## Begin
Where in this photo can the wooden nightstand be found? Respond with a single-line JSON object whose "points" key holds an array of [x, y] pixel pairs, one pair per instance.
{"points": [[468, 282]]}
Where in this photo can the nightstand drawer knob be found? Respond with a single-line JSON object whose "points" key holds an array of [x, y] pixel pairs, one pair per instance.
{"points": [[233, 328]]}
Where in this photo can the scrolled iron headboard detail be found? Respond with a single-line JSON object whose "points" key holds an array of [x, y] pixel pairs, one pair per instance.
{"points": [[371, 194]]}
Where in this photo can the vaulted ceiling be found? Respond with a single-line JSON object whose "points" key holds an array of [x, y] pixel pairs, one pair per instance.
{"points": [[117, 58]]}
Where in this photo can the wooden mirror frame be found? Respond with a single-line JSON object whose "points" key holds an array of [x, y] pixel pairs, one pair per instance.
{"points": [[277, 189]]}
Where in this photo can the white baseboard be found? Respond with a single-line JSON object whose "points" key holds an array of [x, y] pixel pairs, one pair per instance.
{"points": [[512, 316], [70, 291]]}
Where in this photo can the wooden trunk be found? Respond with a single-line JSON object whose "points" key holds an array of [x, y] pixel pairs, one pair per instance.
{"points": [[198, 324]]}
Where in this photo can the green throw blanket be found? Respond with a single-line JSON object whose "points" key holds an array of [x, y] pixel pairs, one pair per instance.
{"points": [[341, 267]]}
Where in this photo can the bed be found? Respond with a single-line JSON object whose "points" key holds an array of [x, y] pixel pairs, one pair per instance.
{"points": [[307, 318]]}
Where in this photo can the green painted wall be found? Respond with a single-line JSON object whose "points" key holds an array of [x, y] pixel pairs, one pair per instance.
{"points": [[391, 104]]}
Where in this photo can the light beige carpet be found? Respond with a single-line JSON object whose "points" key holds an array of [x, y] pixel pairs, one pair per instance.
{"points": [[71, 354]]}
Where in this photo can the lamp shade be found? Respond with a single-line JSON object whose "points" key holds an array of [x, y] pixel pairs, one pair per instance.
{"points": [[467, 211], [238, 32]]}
## End
*Written exercise*: Rewrite every line of the listing from the line containing "Where in this photo can the green throw" through the end of the listing, requests included, shifting each x and y pixel coordinate in the answers by -24.

*Problem solution*:
Where in this photo can the green throw blanket be found? Respond with a single-line JSON object whose "points" key holds an array of [x, y] pixel pairs, one pair per instance.
{"points": [[317, 243]]}
Where in this photo can the bed be found? Respond with a single-line JSON object whose "points" key holds an array of [x, y] pixel pairs, one pair per instance.
{"points": [[283, 294]]}
Where in this photo can the green painted wall be found? Respond with a single-line JSON object whose "points" key holds an array of [x, y] pixel pairs, one pair per instance.
{"points": [[367, 80]]}
Where in this photo can the light beige carpet be found? Respond with a single-line JSON object whose "points" key holds an array of [x, y] pixel pairs, one pair per instance.
{"points": [[47, 330]]}
Where in this photo can the lamp shade be found? Respond with a single-line JSON object whose "points" key holds an array of [x, y] pixel pairs, one pair per instance.
{"points": [[443, 187], [214, 8]]}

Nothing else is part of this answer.